* start ARTICLE *

FD answered with the normal protocol and the female caller started with "I need help I have a piece of glass in my toe" well not sounding like a real emergency the FD guy thought it was the female dispatcher having a little fun with the test call.

FD: "well do you want us to cut your toe off?"
Caller: "no not really I don't think it's that bad (caller chuckles)"
FD: well it's standard practice to cut the toe off that has glass embedded in it"

Dispatcher calls the FD on the other line and informs them that the call is a real call for service.

Thank god the woman had a sense of humor and thought it was kinda comical.


----------



## KozmoKramer (Apr 25, 2004)

They left out the best part...
"...that's not funny Mike.."
"I'm sorry maam.."
"See, I'm going to get a lawyer now Mike, with the tenacity of a hungry pit-bull..."
"And Dip-shit County will be settling with me for a very nice hunk a change Mike, thanks buddy!!" "Now I can send the unruly kid off to boarding school and retire!"


----------



## Guest (Aug 30, 2006)

*Dispatcher with a Sense of Humor*

http://www.filecabi.net/video/dispacehumor28.html


----------



## Crvtte65 (May 19, 2002)

Why did you post the same clip from a different site?


----------



## kwflatbed (Dec 29, 2004)

Crvtte65 said:


> Why did you post the same clip from a different site?










Dumb kid with issues.​


----------



## Guest (Aug 31, 2006)

Crvtte65 said:


> Why did you post the same clip from a different site?


I didn't see this thread. I actually started another thread yesterday after I saw this on another site but my post got moved here. So, I'm sorry. Didn't realize there was already a thread on this.


----------



## Gil (Jun 15, 1998)

lol you guys are bad....


----------



## Barbrady (Aug 5, 2004)

This is the redemption for 911 operators:
http://break.com/index/burger_king_911.html


----------



## Guest (Aug 31, 2006)

Hahahaha, that was hilarious. That's pretty pathetic when you can't take the time to walk in to resolve the issue, but instead sit right there wasting your time with a dispatcher. Sounds like she could have been at the other end of the bar at the MassCops gathering with the other soccer moms.


----------



## Crvtte65 (May 19, 2002)

now THAT's a good one hahaha


----------



## jasonbr (Feb 9, 2006)

djgj200 said:


> Hahahaha, that was hilarious. That's pretty pathetic when you can't take the time to walk in to resolve the issue, but instead sit right there wasting your time with a dispatcher. Sounds like she could have been at the other end of the bar at the MassCops gathering with the other soccer moms.


Did djgj really go to the gathering??? That would be tooooooo funny! "Another apple juice for you little boy?" HAHAHAHA


----------



## KozmoKramer (Apr 25, 2004)

Crvtte65 said:


> Why did you post the same clip from a different site?


I merged the threads boys.
A duplicate, but the boy should get the credit for posting...


----------



## Andy0921 (Jan 12, 2006)

* end ARTICLE *
* start GIVEN DATA *

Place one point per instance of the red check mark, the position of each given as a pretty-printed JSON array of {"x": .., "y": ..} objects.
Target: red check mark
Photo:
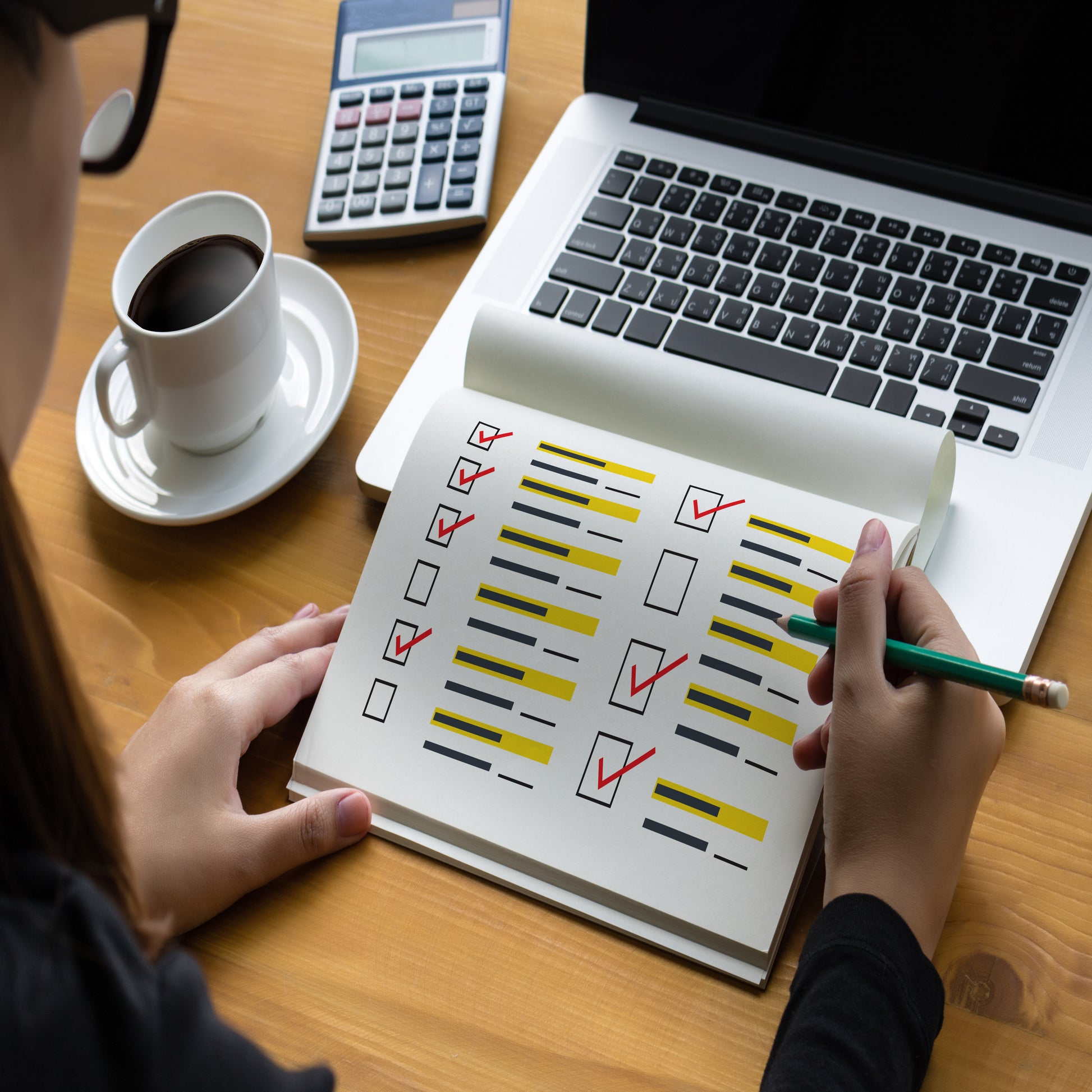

* end GIVEN DATA *

§ **WRITTEN REQUEST 1**:
In the forum thread about the dispatcher call, turn the paragraph that begins "I didn't see this thread" into a short bulleted list that keeps its main facts.
§ **WRITTEN REQUEST 2**:
Write the next post in the forum thread about the dispatcher call.

§ **WRITTEN RESPONSE 1**:
- The poster did not see this thread before posting.
- They had started another thread the day before, after seeing the clip on another site.
- That post was moved into this thread.
- They apologize for not realizing a thread on this already existed.

§ **WRITTEN RESPONSE 2**:
Why doesnt that fat bitch go home and cook some food for her kids? Instead of feeding them that garbage and then having the audacity to call 911, because the 58 year old manager missing more than half of her teeth wouldnt make her a new western burger.


----------



## KozmoKramer (Apr 25, 2004)

Barbrady said:


> This is the redemption for 911 operators:
> http://break.com/index/burger_king_911.html


You got to friggin kidding me...
That fat-assed dootch tied up a 911 line and operator for 4-6 minutes complaining about not getting the particular sandwich she wanted.
And expected the police to come and "force" the manager to prepare her order?

See, in a case like that, the police should have responded and fined the bitch for inappropriate use of the 911 system.
More of the "I WANT IT NOW MOMMY!" syndrome.


----------



## Guest (Sep 1, 2006)

KozmoKramer said:


> I merged the threads boys.
> A duplicate, but the boy should get the credit for posting...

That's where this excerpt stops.